▶ [Task instructions]:
Turn the lines of the records below into a numbered list, from the start of the records through the line holding "x=436 y=104", inclusive, and skip any blank lines. Leave the pictures out of your answer.
─── Data for the task
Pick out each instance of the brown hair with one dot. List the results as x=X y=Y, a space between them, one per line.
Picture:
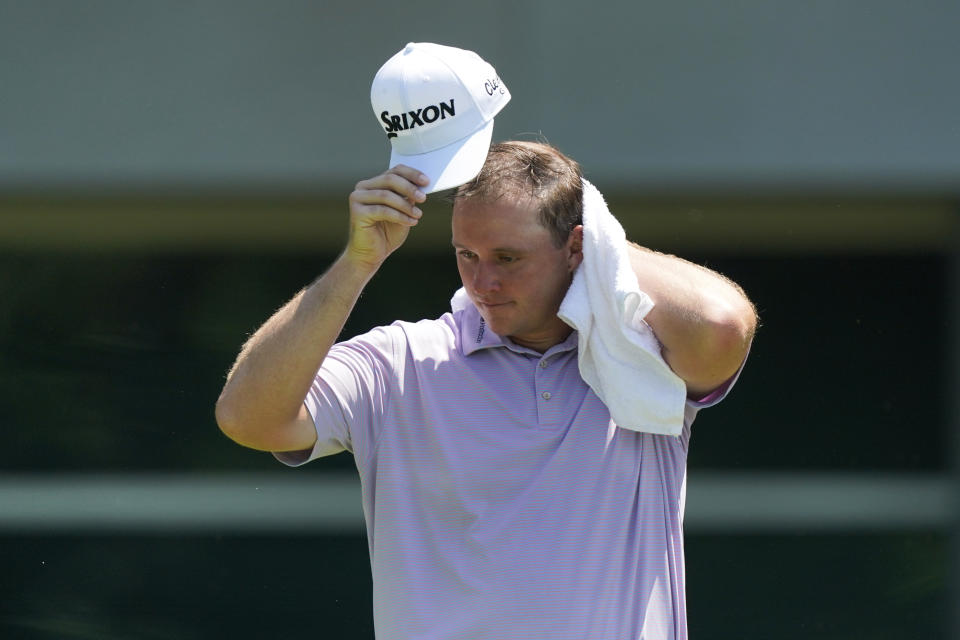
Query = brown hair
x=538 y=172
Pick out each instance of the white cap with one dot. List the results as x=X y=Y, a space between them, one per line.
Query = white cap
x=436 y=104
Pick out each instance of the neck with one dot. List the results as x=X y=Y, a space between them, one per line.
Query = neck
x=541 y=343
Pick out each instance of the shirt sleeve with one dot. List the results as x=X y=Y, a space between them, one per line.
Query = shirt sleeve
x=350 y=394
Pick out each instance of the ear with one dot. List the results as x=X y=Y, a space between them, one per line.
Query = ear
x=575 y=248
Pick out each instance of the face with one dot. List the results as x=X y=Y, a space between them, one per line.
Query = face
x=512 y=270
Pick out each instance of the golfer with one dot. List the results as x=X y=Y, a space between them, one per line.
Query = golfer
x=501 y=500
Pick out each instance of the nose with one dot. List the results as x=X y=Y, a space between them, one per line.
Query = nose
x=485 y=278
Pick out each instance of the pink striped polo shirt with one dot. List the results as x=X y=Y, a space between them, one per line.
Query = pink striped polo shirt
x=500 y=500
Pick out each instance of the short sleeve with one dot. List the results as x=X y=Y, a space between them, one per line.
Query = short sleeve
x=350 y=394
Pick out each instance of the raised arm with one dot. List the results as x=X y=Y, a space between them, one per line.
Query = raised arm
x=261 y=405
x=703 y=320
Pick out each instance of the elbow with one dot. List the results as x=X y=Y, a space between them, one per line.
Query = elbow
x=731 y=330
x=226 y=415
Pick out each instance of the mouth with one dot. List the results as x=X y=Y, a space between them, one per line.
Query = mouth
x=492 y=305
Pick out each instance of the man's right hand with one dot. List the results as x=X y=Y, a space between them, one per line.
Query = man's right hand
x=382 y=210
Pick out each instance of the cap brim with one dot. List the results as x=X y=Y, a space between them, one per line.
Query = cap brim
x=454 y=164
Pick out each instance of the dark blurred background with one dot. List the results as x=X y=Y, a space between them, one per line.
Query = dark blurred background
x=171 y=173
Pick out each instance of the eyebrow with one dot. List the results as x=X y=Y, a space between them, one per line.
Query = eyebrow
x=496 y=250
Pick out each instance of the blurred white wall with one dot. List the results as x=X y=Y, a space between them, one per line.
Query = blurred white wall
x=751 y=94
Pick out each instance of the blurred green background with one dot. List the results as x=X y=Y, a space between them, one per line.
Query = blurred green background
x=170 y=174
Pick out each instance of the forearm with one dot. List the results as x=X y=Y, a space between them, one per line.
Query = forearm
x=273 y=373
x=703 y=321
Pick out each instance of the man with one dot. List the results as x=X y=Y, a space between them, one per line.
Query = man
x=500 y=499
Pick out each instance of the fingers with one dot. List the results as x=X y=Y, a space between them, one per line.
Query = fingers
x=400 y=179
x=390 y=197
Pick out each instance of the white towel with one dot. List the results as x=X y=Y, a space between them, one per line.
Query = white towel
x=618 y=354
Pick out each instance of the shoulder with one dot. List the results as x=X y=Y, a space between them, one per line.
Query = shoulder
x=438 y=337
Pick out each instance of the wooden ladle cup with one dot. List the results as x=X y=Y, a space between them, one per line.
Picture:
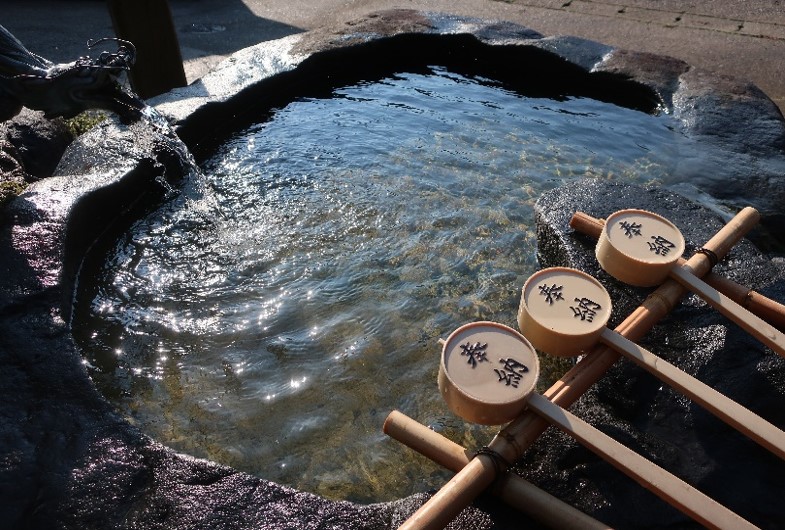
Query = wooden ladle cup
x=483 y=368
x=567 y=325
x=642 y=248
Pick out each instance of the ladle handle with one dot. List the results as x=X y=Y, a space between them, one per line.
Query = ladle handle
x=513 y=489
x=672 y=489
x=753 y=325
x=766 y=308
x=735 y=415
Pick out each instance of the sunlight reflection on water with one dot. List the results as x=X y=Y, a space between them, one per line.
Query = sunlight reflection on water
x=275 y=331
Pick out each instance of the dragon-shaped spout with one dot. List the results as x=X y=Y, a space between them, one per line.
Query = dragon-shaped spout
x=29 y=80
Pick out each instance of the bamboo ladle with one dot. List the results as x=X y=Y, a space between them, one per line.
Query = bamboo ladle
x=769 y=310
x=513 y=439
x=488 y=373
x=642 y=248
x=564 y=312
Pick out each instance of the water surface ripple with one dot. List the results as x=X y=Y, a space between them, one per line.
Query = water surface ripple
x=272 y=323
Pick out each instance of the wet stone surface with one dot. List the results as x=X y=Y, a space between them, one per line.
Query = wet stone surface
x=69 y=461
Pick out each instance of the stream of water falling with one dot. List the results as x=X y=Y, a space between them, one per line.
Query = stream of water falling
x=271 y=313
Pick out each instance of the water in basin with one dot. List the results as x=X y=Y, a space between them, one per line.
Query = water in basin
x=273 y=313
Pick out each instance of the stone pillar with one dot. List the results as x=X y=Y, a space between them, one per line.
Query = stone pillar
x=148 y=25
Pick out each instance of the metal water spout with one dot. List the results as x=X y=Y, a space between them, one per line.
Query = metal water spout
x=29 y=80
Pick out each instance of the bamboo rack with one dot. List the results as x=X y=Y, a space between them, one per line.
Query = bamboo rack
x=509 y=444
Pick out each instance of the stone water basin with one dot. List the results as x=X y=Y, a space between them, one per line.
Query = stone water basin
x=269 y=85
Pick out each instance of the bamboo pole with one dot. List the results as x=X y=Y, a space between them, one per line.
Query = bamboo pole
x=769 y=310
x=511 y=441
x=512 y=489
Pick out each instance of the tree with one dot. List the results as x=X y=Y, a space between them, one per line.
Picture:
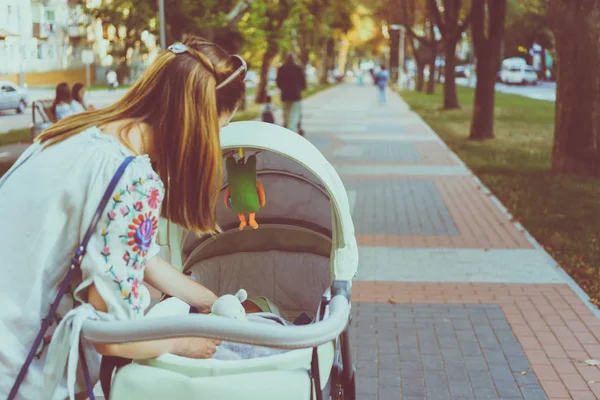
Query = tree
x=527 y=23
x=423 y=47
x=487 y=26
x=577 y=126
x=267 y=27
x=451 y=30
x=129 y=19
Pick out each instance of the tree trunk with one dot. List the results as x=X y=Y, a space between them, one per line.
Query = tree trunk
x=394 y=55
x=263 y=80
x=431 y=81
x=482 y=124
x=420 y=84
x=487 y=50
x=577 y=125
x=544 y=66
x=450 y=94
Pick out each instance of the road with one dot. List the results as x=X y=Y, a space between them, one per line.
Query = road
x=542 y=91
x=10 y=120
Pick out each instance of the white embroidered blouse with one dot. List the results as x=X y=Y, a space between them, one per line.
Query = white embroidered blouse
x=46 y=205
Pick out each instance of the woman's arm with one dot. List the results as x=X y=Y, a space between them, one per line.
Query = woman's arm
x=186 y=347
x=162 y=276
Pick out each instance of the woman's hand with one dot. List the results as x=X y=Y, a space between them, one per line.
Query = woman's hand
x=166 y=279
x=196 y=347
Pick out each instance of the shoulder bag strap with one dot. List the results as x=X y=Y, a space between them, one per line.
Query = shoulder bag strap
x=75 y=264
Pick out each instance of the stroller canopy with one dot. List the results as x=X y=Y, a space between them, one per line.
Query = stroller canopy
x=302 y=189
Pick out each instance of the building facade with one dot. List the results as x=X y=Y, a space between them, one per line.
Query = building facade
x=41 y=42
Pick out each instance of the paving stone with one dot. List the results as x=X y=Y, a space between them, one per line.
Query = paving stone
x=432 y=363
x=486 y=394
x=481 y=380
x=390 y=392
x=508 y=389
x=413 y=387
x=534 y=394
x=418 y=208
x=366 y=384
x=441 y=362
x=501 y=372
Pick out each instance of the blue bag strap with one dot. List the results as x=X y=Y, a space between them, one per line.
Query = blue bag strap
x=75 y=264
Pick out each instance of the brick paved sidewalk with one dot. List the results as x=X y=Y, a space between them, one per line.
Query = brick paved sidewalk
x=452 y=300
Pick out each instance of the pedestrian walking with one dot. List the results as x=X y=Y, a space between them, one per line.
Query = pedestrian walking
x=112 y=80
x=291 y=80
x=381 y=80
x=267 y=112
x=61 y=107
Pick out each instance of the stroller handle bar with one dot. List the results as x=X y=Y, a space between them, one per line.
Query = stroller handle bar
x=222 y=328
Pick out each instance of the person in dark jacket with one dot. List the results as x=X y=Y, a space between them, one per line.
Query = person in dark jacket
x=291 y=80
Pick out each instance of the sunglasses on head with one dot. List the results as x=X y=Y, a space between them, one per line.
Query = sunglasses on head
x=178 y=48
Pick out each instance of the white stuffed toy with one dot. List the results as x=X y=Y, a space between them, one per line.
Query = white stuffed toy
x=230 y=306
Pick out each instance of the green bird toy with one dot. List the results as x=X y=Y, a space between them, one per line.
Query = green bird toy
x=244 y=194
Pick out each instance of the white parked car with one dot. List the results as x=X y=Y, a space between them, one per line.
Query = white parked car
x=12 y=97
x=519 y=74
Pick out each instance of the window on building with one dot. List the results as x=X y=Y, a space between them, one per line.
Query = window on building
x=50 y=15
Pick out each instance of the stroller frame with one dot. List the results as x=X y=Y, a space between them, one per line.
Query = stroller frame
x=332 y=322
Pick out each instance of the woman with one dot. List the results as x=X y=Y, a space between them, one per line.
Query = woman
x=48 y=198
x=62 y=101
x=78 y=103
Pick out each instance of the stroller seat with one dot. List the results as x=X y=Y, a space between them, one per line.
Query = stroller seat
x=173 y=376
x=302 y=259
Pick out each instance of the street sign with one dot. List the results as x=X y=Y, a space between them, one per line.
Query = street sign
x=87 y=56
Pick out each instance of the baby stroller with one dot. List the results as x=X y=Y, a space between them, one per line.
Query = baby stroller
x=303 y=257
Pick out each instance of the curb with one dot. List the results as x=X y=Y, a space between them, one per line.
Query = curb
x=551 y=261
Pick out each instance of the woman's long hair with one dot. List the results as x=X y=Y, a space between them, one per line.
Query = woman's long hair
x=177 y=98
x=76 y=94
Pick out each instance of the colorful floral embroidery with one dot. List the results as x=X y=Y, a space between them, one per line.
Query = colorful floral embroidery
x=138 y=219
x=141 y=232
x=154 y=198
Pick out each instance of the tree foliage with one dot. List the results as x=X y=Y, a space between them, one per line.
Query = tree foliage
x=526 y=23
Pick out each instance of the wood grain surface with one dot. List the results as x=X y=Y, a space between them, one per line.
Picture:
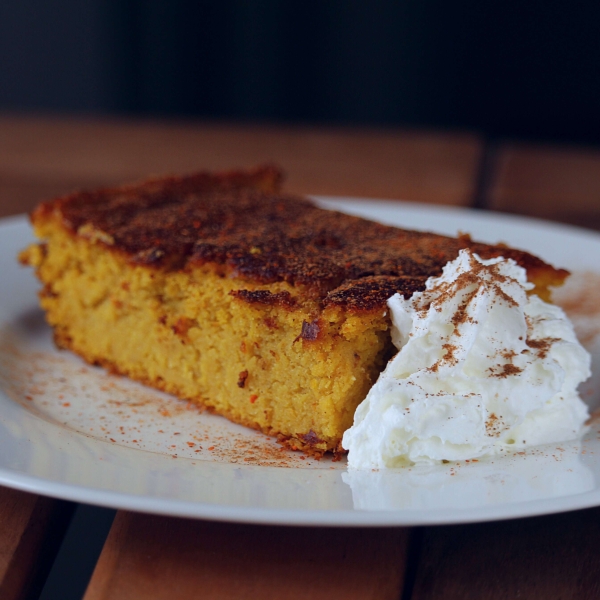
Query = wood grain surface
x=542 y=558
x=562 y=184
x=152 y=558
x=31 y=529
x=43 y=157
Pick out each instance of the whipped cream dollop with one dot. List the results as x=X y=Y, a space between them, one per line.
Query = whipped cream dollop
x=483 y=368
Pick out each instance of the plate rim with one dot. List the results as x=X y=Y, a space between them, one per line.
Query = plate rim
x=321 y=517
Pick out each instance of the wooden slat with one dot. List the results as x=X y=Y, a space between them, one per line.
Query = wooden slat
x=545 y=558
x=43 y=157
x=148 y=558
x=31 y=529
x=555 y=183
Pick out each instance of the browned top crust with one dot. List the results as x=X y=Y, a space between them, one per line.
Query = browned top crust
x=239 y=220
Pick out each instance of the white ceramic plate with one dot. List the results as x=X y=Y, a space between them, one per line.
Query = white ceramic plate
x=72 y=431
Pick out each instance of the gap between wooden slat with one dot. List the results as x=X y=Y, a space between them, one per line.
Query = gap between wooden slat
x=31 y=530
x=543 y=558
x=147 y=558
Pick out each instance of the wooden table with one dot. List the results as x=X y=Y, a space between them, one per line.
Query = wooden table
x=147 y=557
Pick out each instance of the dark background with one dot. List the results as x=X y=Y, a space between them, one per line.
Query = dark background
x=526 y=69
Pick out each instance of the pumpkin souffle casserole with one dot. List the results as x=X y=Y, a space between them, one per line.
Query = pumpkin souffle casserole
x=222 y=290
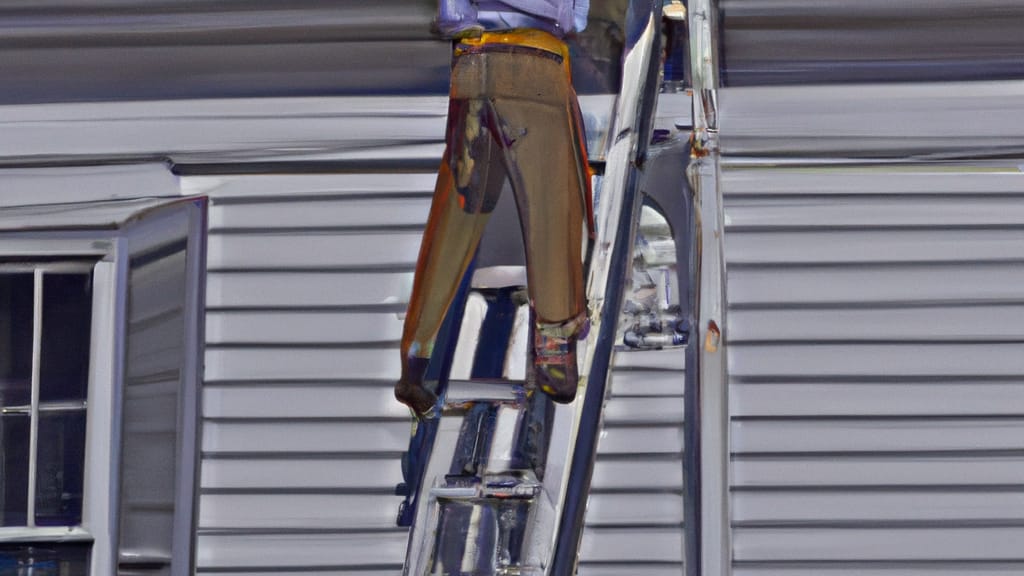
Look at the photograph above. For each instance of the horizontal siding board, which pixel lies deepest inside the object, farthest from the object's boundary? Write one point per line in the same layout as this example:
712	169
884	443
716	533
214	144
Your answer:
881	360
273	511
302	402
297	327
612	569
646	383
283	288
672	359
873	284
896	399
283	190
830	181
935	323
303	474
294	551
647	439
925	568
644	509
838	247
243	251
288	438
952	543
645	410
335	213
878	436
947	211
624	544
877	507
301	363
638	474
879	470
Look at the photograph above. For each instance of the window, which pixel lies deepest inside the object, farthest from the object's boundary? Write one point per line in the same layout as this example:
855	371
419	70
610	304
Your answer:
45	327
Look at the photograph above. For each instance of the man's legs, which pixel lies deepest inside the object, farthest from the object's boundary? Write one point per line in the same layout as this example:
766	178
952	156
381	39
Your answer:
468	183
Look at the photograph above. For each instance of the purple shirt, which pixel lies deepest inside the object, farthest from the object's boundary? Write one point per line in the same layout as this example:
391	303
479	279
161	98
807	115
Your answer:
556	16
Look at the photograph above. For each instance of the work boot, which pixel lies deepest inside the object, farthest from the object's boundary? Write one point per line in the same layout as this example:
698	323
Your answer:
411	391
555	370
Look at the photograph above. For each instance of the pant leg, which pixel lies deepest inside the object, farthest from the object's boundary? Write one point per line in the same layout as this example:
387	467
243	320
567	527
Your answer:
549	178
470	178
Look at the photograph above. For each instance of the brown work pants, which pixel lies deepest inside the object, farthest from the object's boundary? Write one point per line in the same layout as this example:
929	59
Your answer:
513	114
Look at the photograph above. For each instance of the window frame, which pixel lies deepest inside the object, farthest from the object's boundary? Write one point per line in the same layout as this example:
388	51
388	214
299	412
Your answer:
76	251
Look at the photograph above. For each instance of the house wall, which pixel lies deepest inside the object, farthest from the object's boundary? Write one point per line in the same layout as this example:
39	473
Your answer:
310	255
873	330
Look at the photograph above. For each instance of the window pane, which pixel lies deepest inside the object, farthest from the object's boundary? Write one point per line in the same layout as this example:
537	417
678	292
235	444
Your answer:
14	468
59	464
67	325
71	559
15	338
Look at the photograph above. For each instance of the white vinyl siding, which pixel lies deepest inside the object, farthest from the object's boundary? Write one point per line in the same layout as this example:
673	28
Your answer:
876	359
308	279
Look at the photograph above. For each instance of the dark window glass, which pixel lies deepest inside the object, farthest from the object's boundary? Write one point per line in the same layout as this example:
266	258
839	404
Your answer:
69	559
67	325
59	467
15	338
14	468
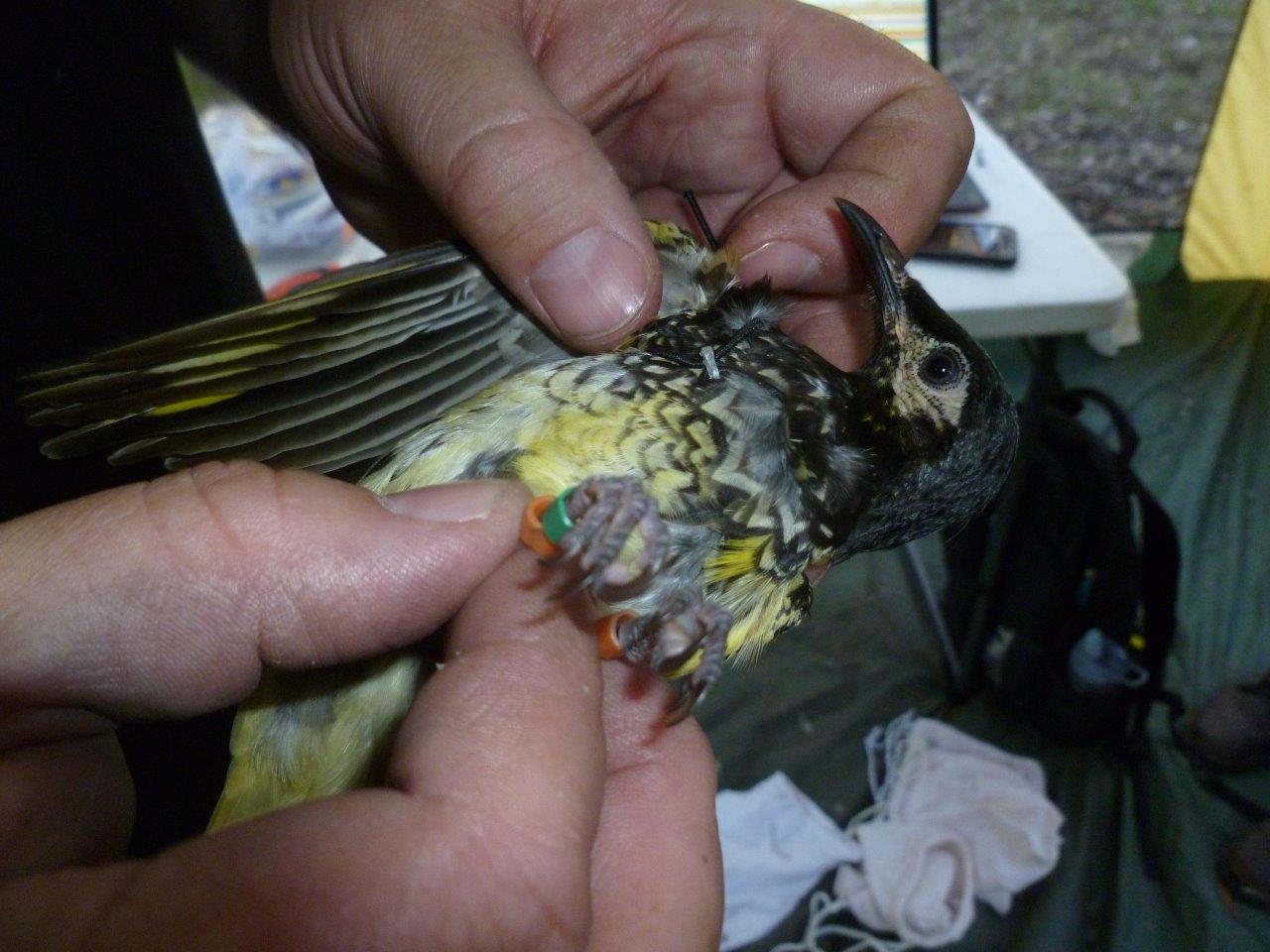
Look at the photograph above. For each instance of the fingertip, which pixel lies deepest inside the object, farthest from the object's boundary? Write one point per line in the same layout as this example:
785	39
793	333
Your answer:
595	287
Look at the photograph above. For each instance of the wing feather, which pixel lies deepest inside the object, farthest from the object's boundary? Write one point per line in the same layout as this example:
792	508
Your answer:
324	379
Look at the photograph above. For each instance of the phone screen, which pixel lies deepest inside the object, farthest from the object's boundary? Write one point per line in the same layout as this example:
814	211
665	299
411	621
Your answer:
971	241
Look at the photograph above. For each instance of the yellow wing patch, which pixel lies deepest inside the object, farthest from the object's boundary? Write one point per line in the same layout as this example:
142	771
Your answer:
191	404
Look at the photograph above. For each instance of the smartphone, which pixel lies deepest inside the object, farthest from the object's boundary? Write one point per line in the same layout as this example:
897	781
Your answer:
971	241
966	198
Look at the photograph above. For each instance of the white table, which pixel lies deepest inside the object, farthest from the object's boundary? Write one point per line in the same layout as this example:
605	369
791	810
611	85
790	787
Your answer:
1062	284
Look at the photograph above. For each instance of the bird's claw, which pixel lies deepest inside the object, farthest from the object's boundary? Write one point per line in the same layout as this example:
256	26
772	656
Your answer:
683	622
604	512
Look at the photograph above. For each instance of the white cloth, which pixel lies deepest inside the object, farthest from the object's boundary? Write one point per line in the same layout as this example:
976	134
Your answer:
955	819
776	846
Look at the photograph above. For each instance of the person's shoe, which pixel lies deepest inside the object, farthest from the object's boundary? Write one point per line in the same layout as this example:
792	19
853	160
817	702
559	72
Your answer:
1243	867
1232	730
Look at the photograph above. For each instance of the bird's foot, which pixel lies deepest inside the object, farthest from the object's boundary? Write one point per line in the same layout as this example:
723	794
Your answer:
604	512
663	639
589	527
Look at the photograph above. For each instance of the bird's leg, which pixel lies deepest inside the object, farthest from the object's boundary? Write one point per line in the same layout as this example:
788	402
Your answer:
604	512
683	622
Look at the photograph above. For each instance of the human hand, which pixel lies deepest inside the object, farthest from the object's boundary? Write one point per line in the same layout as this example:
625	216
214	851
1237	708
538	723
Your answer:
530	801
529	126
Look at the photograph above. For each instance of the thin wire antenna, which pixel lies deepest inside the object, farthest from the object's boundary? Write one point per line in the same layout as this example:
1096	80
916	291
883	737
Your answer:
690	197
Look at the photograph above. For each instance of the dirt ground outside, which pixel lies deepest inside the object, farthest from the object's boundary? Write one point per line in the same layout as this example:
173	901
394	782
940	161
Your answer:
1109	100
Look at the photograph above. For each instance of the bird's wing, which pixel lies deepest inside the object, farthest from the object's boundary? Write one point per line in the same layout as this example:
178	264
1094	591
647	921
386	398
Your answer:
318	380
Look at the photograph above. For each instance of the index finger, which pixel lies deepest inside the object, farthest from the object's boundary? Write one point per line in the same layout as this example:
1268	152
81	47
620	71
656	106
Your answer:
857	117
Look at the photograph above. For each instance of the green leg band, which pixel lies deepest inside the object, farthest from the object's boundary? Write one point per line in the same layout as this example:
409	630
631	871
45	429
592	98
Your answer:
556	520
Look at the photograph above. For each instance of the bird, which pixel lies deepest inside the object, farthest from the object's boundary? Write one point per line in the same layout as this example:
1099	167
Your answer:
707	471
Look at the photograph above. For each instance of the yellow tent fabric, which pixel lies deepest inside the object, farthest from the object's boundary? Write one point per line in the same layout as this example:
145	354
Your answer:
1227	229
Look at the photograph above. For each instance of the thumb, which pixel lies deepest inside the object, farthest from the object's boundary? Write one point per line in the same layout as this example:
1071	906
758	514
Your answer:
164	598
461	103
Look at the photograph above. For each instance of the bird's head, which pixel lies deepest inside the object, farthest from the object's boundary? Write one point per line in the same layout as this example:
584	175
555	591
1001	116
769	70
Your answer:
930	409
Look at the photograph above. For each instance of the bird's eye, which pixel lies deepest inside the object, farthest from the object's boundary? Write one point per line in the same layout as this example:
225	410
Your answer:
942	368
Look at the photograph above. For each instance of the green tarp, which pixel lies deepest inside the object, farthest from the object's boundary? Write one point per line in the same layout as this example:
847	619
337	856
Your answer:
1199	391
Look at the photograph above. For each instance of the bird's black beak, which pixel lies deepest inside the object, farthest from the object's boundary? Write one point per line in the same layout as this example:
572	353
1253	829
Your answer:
──────
▶ [The result]:
1. Pick out each instance of the brown hair with one dot. List the results as x=X y=Y, a space between them, one per line.
2. Picture:
3. Query = brown hair
4. x=538 y=172
5. Pick out each instance of the white cap with one dot. List the results as x=X y=Y, a space between them, one per line.
6. Query = white cap
7. x=436 y=104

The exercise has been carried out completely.